Brano da leggere >>
○ ○ ○ ○

Altre volte sono i genitori a vedere i figli quali realmente essi sono, mentre gli educatori sono lontani dal percepire le potenzialità del ragazzo.
Si tratta di una situazione difficile, perché i genitori vengono letti dai tecnici come coloro che non hanno un’immagine realistica del figlio.
Quello che si percepisce stando accanto ai genitori è che il gioco è condotto dai diversi tecnici che si susseguono. Ciascuno di loro pensa di aver in mano una verità da insegnare ai genitori, mentre i genitori, gli unici che hanno in mano l’interezza della vita del proprio figlio, non sono autori, neppure co-autori del suo progetto di vita.
Per potersi rapportare con i servizi ed essere accolti, ascoltati e presi in considerazione, i genitori devono essere perfetti e molto più professionali di quanto non venga richiesti agli educatori o ai tecnici. Devono essere genitori sempre equilibrati, che non si facciano trascinare in false visioni dalle emozioni, che siano pronti a modificare il proprio punto di vista ascoltando. Altre volte ancora, i genitori fanno fatica a vedere e a cogliere circoli viziosi che un educatore o un tecnico, da fuori può vedere con maggior facilità.
Allora qui l’attenzione che deve scattare è di non etichettare il genitore, di non vederlo quale utente aggiunto, perché questa logica in realtà blocca ogni possibile principio di cambiamento. Le famiglie hanno bisogno di non sentirsi sole, giudicate, e con la vita programmata da altri. Ricercano una guida che dia loro sicurezza per poter operare scelte consapevoli.
L’educatore allora deve sforzarsi di guardare oltre le parole a volte dure dei genitori, oltre la loro apparente assenza, oltre il loro silenzio. Deve comprendere che alle spalle di ogni soggetto disabile vive una famiglia con una storia, con le sue difficoltà e le sue paure, con il bisogno di essere accolta e di non essere giudicata e per questo si deve sforzare di aiutarla ad essere quanto più possibile partecipe della crescita e delle esperienze dei figli. Il contesto familiare e il rapporto con parenti e amici hanno grande rilievo per l’integrazione di coloro che hanno bisogno non solo di aiuti concreti ma anche di sostegno psicologico e di rapporti interpersonali soddisfacenti. La famiglia ha un ruolo fondamentale.

○ ○ ○ ○

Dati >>

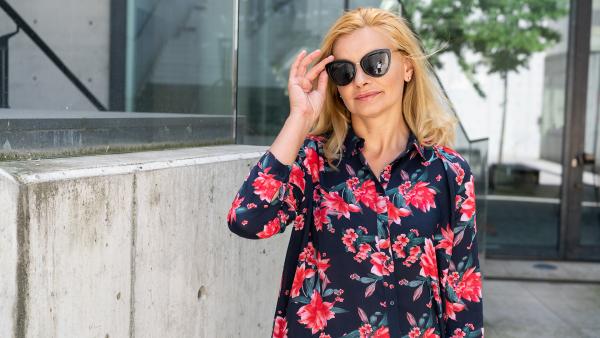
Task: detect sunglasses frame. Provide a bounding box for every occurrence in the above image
[325,48,402,87]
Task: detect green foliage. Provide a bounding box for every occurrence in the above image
[398,0,569,97]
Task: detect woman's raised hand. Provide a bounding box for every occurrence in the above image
[288,49,333,125]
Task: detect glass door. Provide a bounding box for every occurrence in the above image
[561,0,600,261]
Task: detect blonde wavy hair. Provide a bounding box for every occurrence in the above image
[309,7,457,171]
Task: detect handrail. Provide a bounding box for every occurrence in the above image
[0,0,107,111]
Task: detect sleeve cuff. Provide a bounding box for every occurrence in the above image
[260,149,292,182]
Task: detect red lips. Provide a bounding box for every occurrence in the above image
[354,90,381,100]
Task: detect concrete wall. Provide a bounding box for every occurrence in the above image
[0,145,289,337]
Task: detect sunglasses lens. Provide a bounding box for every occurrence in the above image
[325,61,354,86]
[361,52,390,77]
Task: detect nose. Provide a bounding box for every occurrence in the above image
[354,62,369,86]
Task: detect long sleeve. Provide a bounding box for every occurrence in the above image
[441,157,484,338]
[227,142,308,239]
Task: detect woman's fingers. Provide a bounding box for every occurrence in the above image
[288,49,306,83]
[317,67,329,97]
[296,49,321,76]
[306,55,333,81]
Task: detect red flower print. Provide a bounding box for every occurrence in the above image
[313,207,328,231]
[373,326,390,338]
[436,224,454,255]
[252,167,283,202]
[354,180,385,213]
[290,164,306,191]
[386,199,410,224]
[420,238,438,279]
[402,245,421,266]
[304,147,325,183]
[454,267,481,302]
[294,214,304,230]
[404,181,435,212]
[439,145,465,161]
[256,217,281,238]
[358,324,373,338]
[450,163,465,185]
[460,175,475,221]
[227,194,244,223]
[315,252,331,289]
[392,234,410,258]
[342,228,358,252]
[297,289,335,334]
[421,327,440,338]
[371,252,394,276]
[354,243,371,263]
[408,327,421,338]
[450,328,467,338]
[321,187,360,219]
[444,300,465,320]
[375,238,390,250]
[273,316,287,338]
[290,263,315,298]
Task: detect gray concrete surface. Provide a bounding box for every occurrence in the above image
[0,146,289,337]
[0,145,600,338]
[483,279,600,338]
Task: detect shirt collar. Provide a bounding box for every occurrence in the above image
[344,124,427,161]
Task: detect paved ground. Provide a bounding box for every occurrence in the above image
[482,259,600,338]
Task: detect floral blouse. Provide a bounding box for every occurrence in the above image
[227,125,484,338]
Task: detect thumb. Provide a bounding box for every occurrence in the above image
[317,71,328,97]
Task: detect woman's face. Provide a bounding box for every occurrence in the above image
[333,27,413,117]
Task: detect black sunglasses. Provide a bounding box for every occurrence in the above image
[325,48,401,86]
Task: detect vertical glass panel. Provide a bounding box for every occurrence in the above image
[238,0,344,145]
[127,0,233,114]
[486,9,568,258]
[0,0,235,160]
[580,0,600,247]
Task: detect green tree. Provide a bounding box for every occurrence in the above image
[390,0,569,162]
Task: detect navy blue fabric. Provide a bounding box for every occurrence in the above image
[227,125,484,338]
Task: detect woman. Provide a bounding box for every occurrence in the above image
[227,8,484,338]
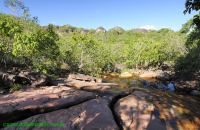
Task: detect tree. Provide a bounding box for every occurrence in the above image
[184,0,200,14]
[4,0,30,19]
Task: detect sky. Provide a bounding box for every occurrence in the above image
[0,0,197,31]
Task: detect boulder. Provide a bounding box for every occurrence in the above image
[67,74,102,83]
[139,70,170,80]
[0,73,31,86]
[4,99,119,130]
[114,91,165,130]
[66,80,131,96]
[190,90,200,96]
[119,72,133,78]
[19,70,51,87]
[0,86,95,123]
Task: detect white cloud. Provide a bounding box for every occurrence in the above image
[139,25,157,30]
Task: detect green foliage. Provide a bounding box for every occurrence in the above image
[9,84,22,92]
[0,14,186,76]
[184,0,200,14]
[12,25,59,72]
[176,29,200,74]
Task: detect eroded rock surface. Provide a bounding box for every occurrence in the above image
[4,99,118,130]
[0,86,95,123]
[114,91,165,130]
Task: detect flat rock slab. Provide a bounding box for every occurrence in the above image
[0,86,95,123]
[114,91,165,130]
[4,99,118,130]
[66,80,133,95]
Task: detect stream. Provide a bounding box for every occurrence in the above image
[103,73,200,130]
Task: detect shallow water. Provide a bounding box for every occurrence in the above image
[103,73,200,130]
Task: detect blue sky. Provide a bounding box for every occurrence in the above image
[0,0,197,30]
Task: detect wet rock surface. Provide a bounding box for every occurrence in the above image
[2,99,118,130]
[0,86,95,123]
[114,91,165,130]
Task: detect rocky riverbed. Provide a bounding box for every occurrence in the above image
[0,74,200,130]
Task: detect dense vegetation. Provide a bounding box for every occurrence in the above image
[0,0,200,76]
[0,14,186,75]
[175,0,200,76]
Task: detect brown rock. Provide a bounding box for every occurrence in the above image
[0,86,95,123]
[67,74,102,83]
[4,99,118,130]
[114,91,165,130]
[19,70,51,87]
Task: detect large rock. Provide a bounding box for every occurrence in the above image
[4,99,118,130]
[114,91,165,130]
[66,80,132,96]
[0,86,95,123]
[0,73,31,86]
[119,72,133,78]
[19,70,51,87]
[67,74,102,83]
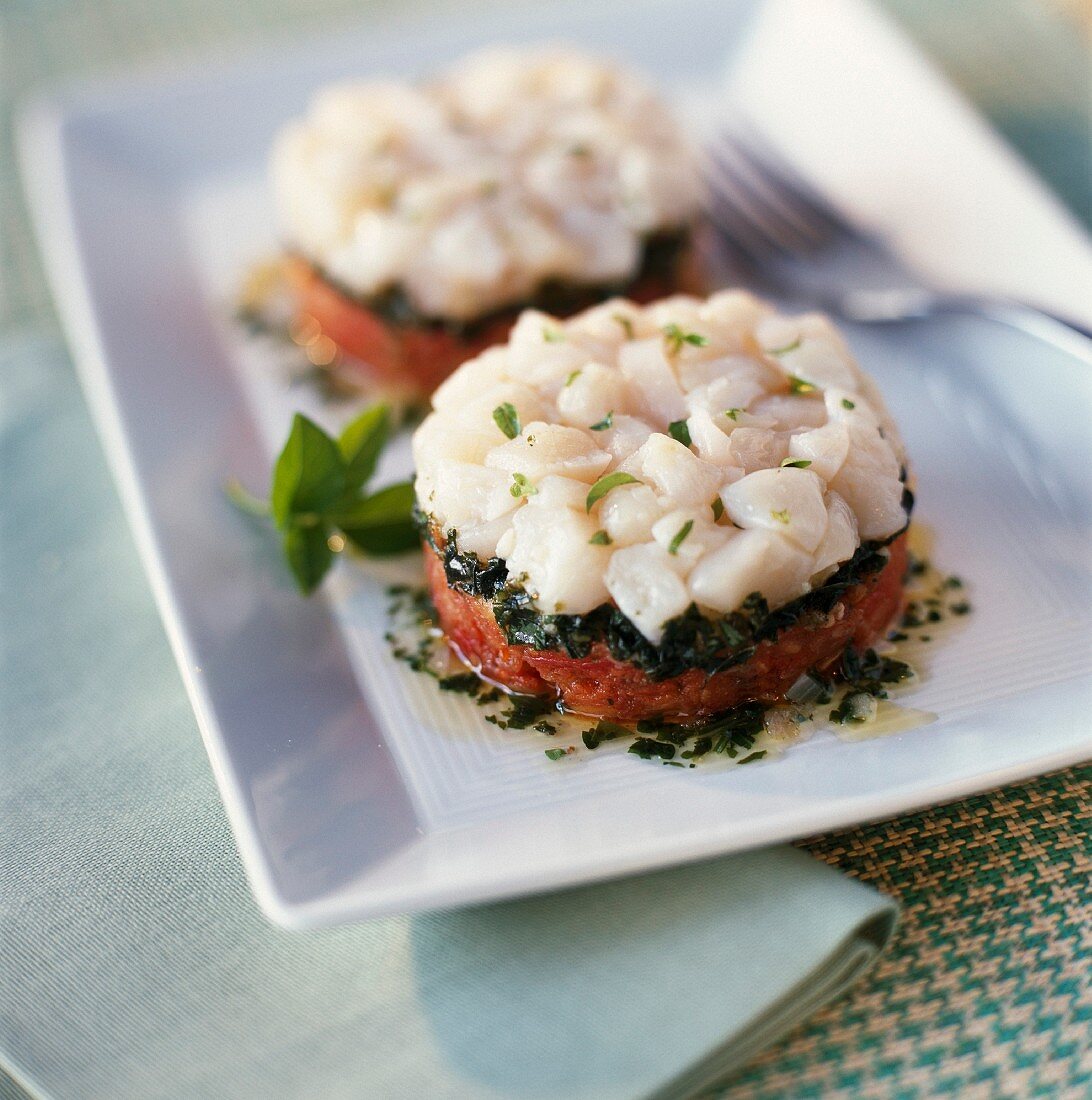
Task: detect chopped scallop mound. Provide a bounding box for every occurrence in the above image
[413,290,907,644]
[272,48,699,320]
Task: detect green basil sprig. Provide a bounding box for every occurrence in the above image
[227,405,419,595]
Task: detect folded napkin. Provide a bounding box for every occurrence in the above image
[0,338,895,1100]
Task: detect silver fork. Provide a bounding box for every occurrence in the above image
[704,128,1092,364]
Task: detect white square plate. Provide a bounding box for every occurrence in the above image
[22,0,1092,927]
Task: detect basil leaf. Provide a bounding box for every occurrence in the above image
[330,482,420,554]
[584,470,641,512]
[269,413,345,529]
[338,405,390,493]
[285,524,333,596]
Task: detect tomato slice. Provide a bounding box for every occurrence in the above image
[285,256,690,394]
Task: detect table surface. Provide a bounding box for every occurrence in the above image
[0,0,1092,1098]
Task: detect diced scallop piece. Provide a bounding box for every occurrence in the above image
[788,422,849,482]
[432,348,508,410]
[508,309,586,392]
[599,484,663,547]
[558,363,628,428]
[606,542,691,646]
[622,432,723,507]
[618,337,687,428]
[451,382,548,431]
[570,298,642,345]
[754,314,860,389]
[413,413,497,472]
[532,475,587,512]
[723,466,827,553]
[698,289,773,341]
[595,416,652,461]
[459,516,512,561]
[435,462,519,527]
[646,294,705,332]
[830,461,906,540]
[748,394,827,431]
[677,355,782,398]
[690,528,812,612]
[812,493,860,584]
[686,372,765,416]
[686,409,733,466]
[731,426,788,474]
[485,420,610,482]
[507,496,610,615]
[652,507,729,576]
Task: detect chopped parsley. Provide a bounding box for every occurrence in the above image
[668,420,691,447]
[629,737,675,760]
[585,470,641,512]
[662,322,709,355]
[668,519,694,556]
[508,473,538,498]
[493,402,521,439]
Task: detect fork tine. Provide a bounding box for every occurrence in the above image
[723,122,861,245]
[708,135,828,253]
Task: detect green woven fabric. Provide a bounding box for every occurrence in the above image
[0,0,1092,1098]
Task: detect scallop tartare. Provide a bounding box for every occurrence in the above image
[413,290,913,722]
[272,48,699,391]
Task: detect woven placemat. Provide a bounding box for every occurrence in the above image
[0,0,1092,1098]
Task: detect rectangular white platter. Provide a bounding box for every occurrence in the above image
[22,0,1092,927]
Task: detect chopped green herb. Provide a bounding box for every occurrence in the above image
[668,420,691,447]
[766,337,803,355]
[581,718,629,749]
[508,473,538,497]
[668,519,694,554]
[585,470,641,512]
[493,402,520,439]
[662,322,709,355]
[629,737,675,760]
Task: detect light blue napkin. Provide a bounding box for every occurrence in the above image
[0,338,895,1100]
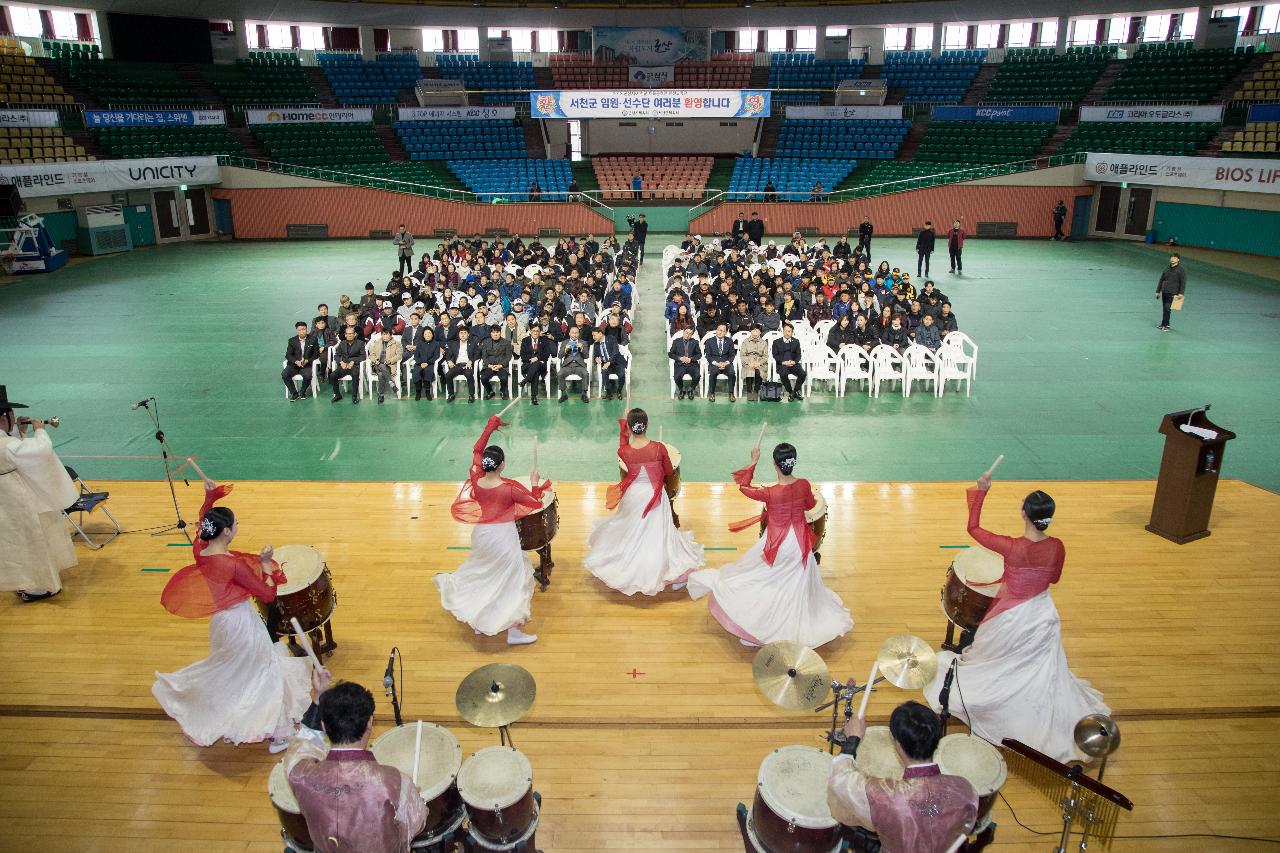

○ ○ ○ ○

Compiti >>
1 - Ricopia dal brano il passo compreso tra "Quello che si" e "progetto di vita.", inclusi.
2 - Per ciascuna affermazione, rispondi sì o no a seconda che concordi con il brano e cita le parole del brano che lo decidono.
(a) I genitori sono autori del progetto di vita del figlio.
(b) Le famiglie cercano una guida che dia loro sicurezza.
(c) Ai genitori si chiede meno professionalità che agli educatori.

Risposte >>
1 -
Quello che si percepisce stando accanto ai genitori è che il gioco è condotto dai diversi tecnici che si susseguono. Ciascuno di loro pensa di aver in mano una verità da insegnare ai genitori, mentre i genitori, gli unici che hanno in mano l’interezza della vita del proprio figlio, non sono autori, neppure co-autori del suo progetto di vita.

2 -
(a) No: "non sono autori, neppure co-autori del suo progetto di vita".
(b) Sì: "Ricercano una guida che dia loro sicurezza per poter operare scelte consapevoli".
(c) No: "i genitori devono essere perfetti e molto più professionali di quanto non venga richiesti agli educatori o ai tecnici".